• Set task: List every line in the rows below that contains the word "bank", matching case exactly.
***
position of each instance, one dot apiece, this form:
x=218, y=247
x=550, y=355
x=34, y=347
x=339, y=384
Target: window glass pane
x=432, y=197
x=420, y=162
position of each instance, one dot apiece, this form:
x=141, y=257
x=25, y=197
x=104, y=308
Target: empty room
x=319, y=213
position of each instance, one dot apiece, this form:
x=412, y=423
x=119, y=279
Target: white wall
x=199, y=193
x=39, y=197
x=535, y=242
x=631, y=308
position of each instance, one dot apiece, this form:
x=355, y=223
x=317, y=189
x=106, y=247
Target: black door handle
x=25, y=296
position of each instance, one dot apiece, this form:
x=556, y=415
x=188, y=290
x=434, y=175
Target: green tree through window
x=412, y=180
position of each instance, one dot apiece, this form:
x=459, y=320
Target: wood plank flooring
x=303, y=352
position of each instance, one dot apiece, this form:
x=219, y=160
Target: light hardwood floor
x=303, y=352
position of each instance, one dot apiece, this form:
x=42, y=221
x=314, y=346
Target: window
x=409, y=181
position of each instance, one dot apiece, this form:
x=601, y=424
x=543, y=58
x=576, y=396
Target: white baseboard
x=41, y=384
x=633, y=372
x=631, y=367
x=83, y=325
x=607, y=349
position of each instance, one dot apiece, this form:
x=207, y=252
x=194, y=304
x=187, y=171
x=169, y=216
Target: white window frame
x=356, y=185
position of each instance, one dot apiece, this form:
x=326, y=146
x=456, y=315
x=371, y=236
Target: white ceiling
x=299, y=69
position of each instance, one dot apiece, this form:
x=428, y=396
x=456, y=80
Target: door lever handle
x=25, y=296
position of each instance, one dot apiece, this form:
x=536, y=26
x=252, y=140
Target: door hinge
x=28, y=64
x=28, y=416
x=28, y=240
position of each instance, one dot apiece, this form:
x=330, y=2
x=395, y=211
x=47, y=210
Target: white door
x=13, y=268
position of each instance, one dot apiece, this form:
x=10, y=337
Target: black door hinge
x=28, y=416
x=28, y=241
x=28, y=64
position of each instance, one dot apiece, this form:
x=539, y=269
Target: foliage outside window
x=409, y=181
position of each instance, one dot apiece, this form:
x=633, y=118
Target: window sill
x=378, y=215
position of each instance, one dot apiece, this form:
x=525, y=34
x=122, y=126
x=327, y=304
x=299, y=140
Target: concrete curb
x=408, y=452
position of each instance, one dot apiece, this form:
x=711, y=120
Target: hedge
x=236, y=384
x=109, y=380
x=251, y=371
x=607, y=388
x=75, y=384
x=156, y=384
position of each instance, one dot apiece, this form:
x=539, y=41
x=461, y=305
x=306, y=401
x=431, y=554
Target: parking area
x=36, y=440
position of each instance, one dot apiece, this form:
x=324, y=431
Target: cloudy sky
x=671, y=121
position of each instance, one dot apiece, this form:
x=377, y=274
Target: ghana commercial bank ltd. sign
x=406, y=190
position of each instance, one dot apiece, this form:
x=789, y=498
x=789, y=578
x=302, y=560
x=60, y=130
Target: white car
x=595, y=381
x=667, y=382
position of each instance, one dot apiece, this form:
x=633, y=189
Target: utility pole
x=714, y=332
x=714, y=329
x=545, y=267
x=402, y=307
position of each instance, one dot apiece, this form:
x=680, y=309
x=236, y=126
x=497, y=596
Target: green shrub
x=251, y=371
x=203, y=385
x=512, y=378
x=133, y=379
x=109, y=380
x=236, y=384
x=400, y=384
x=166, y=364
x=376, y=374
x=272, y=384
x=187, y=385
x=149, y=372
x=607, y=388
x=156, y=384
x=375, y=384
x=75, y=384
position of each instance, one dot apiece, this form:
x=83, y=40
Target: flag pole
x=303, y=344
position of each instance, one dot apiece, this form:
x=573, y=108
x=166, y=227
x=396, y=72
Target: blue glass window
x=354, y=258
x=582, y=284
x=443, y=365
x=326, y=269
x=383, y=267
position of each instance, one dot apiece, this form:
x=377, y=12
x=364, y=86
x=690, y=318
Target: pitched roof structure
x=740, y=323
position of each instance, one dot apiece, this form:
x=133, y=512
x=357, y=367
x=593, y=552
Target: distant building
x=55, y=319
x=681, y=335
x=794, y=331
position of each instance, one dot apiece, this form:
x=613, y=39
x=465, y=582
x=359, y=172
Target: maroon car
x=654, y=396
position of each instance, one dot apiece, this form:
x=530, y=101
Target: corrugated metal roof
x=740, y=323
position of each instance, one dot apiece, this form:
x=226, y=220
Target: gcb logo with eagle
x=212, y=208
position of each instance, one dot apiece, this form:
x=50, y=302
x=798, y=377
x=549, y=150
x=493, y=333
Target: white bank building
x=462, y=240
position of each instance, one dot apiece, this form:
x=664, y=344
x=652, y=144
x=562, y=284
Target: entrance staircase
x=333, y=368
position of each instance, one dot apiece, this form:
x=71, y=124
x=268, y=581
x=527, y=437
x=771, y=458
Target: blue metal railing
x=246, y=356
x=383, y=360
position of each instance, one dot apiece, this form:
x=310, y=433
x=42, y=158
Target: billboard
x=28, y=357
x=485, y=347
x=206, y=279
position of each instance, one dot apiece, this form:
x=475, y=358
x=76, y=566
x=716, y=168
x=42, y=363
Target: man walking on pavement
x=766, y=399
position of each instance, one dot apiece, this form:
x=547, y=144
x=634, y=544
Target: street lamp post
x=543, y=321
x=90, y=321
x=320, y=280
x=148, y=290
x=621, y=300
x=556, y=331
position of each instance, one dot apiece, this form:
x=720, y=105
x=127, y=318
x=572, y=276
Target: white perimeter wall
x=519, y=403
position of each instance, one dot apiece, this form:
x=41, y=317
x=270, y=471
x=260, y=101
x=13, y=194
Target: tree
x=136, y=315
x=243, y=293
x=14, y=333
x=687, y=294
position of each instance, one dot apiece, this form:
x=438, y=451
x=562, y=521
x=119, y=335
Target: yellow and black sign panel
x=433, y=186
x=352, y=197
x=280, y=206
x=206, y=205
***
• Task output:
Target: ghana commercial bank ltd. sign
Target: white bank building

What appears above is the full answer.